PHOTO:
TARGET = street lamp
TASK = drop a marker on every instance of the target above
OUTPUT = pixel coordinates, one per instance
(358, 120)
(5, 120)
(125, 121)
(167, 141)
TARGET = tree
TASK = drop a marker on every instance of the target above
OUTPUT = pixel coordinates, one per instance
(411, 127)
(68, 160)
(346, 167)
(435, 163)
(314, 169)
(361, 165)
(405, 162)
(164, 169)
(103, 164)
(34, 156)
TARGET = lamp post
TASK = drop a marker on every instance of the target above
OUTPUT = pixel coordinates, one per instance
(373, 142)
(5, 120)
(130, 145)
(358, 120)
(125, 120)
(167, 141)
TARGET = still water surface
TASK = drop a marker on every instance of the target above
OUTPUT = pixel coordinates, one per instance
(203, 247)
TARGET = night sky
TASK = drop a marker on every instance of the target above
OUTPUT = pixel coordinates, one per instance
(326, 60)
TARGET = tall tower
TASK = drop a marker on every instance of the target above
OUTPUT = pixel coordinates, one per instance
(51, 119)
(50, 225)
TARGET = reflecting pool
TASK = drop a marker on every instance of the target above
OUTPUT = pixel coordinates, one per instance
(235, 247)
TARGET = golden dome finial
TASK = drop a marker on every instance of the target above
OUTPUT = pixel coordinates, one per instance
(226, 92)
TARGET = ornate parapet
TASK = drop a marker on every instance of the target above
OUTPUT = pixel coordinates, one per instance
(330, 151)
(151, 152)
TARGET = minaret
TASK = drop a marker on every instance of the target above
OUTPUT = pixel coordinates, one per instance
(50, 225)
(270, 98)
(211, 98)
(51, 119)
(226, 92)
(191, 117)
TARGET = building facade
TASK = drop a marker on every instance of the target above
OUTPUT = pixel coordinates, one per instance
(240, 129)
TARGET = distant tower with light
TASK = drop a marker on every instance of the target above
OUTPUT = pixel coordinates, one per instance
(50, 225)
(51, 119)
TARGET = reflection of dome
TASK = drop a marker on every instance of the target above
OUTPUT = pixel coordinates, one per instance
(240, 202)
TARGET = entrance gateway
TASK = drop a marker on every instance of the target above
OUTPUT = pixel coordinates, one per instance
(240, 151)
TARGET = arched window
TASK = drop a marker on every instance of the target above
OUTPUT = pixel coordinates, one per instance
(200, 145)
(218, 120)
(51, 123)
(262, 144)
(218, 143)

══════════════════════════════

(DO THIS): Write out every entry verbatim.

(SOLUTION TO THE EXERCISE):
PHOTO:
TARGET = street lamp
TASK = drop a marker on every instance of the target above
OUTPUT = pixel coordinates, one per instance
(358, 120)
(5, 120)
(125, 121)
(167, 141)
TARGET = tree
TASK = drop a marker on every instance of the target above
OUTPUT = pixel coordinates, one per instance
(411, 127)
(68, 160)
(346, 167)
(435, 163)
(314, 169)
(361, 165)
(405, 162)
(164, 169)
(103, 164)
(34, 156)
TARGET = lamp post
TASK = drop a marker on every instance of the target above
OUTPUT = pixel coordinates, one per instance
(373, 142)
(5, 120)
(130, 145)
(358, 120)
(125, 120)
(167, 141)
TARGET = still water surface
TASK = drop a marker on every instance of the target above
OUTPUT = pixel coordinates, one per instance
(203, 247)
TARGET = night sky
TASK = drop a marker on every instance of the target above
OUTPUT = pixel coordinates, one per instance
(326, 60)
TARGET = tall tower
TASK = drop a marker on every instance of the target above
OUTPUT = pixel coordinates, one per instance
(51, 119)
(50, 225)
TARGET = reflecting pool
TASK = drop a marker on every instance of the target above
OUTPUT = pixel coordinates, one per instance
(235, 247)
TARGET = golden dome finial
TASK = drop a marker on every instance of the target above
OUTPUT = pixel coordinates, one per instance
(226, 92)
TARGET = ornate parapet
TASK = drop a marker on every instance of the target above
OUTPUT = pixel coordinates, one per instance
(330, 151)
(151, 152)
TARGET = minaret
TASK = drop a marker on every instance of the target above
OUTPUT = pixel coordinates, one per instance
(50, 225)
(270, 98)
(211, 98)
(51, 119)
(226, 92)
(191, 117)
TARGET = building facade
TASK = drop a marker on every instance of the target above
OUTPUT = pixel coordinates, one per instance
(240, 129)
TARGET = distant tower with light
TASK = drop a marker on every instance of the target above
OUTPUT = pixel coordinates, one per instance
(50, 225)
(51, 119)
TARGET = reflection of dome
TASK = drop a marker on every instance of the target above
OUTPUT = pixel coordinates, one per instance
(240, 202)
TARGET = entrance gateway
TASK = drop a marker on every instance of the target above
OUTPUT = pixel coordinates, one per instance
(240, 151)
TARGET = arched window
TASK = drop a marker on every instance of the target above
OUTPUT = pixel coordinates, one per instance
(200, 145)
(218, 120)
(51, 123)
(262, 144)
(218, 143)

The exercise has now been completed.